▶ **Page excerpt**:
────────

Sunday, February 10, 2013

Needs and Resources

In the last of the weekly meetings with my team members, who I will be meeting the end of this week, the Corporate CSC program representative joined to share some further insight with us about our upcoming trip. He mentioned how much the program leaders wished they had additional resources to be able to accept and send out more people on assignments.

2013 is the Fifth year of the IBM CSC program, and they will have sent out ~2000 people by the end of this year. This year alone there will be about 470 IBM employees in total that serve an assignments. I captured a few spinets from some of the final bit of reading preparation that caught my mind as follows:
The focus must move away from an emphasis on image to an emphasis on substance. “Meeting the needs of the present without compromising the ability of future generations to meet their own needs.” Gro Harlem Brundtland, Former Norwegian Prime Minister. Corporations are not responsible for all the world’s problems, nor do they have the resources to solve them all. Each company can identify the particular set of societal problems that it is best equipped to help resolve and from which it can gain the greatest competitive benefit. Addressing social issues by creating shared value will lead to self-sustaining solutions that do not depend on private or government subsidies. When a well-run business applies its vast resources, expertise, and management talent to problems that it understands and in which it has a stake, it can have a greater impact on social good than any other institution or philanthropic organization. from HBR Spotlight, Strategy & Society ; The Link Between Competitive Advantage and Corporate Social Responsibility
Jim Sinegal, cofounder and CEO of Costco, tells a business story that embodies the values he’s helped build into his company. Back in 1996, he often recounts, Costco was doing a brisk business in Calvin Klein jeans priced at $29.99. When a smart buyer got a better deal on a new batch of the jeans, company guidelines calling for a strict limit on price markups dictated a lower price of $22.99. Costco could have stuck to the original price and dropped seven extra dollars a pair straight into its own pocket. But Sinegal insisted on passing the savings on to customers, because he saw the company’s focus on customer value as the key to its success. The story continues to be told in Costco’s hallways today. It vividly conveys a message about the company’s values—one that resonates, in part, because it’s aligned with the personality of its author. Sinegal answers his own phone, draws an annual salary of just $350,000 (a fraction of what most big-company CEOs earn), and has signed an employment contract that’s only one page long—all of which means less cost for customers to absorb. from The Four Truths of the Storyteller by Peter Guber

These stories and the earlier discussion came keenly to mind tonight as I played a game all about resources with my family. To bad there is no "Tin" resource in Settlers of Catan, because my project will involve working with management of the The Living Museum of Sungai Lembing Mines, in it's day the Deepest Tin mine in the World.

────────

▶ **Task set**:
1. In the blog post on needs and resources, rewrite the passage starting with "These stories and" and going on through "in the World.", substituting "Ticket to Ride" for "Settlers of Catan".
2. According to the blog post on needs and resources, why did Sinegal insist on passing the savings on the Calvin Klein jeans to customers?

▶ **Recorded data**:
────────

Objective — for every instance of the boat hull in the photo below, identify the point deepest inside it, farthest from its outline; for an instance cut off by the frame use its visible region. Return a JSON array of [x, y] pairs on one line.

────────

▶ **Results for each task**:
1.
These stories and the earlier discussion came keenly to mind tonight as I played a game all about resources with my family. To bad there is no "Tin" resource in Ticket to Ride, because my project will involve working with management of the The Living Museum of Sungai Lembing Mines, in it's day the Deepest Tin mine in the World.

2. Sinegal insisted on passing the savings on to customers because he saw Costco's focus on customer value as the key to its success.